Requirement: Select, from the data, each line where "firebox" occurs.

(Stored data)
┌──

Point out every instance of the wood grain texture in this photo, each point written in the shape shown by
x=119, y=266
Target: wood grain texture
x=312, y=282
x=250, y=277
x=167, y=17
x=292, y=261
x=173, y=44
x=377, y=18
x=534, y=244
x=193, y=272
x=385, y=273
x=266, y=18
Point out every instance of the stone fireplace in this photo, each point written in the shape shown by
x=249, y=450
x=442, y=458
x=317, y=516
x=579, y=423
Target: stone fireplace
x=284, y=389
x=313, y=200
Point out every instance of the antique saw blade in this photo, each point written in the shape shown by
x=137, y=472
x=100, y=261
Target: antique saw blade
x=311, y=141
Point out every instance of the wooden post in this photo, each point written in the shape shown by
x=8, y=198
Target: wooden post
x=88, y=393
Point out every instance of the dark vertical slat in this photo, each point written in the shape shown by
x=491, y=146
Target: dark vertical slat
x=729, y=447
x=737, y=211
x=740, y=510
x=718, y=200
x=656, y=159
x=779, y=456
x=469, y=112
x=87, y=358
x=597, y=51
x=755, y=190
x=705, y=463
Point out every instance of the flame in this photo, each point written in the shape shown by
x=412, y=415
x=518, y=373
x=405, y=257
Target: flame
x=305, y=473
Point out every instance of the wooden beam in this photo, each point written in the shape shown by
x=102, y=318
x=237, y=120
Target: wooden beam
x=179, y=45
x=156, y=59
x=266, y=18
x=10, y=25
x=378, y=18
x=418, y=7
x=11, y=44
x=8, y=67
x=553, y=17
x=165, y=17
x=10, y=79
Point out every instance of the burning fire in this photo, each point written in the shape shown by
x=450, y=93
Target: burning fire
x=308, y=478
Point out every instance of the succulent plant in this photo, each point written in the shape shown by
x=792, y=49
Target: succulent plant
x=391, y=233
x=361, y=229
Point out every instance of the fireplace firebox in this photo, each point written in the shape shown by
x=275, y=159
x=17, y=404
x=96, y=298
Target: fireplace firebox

└──

Answer section:
Point out every instance of the fireplace firebox in this photo, each point written in the shape shown by
Target: fireplace firebox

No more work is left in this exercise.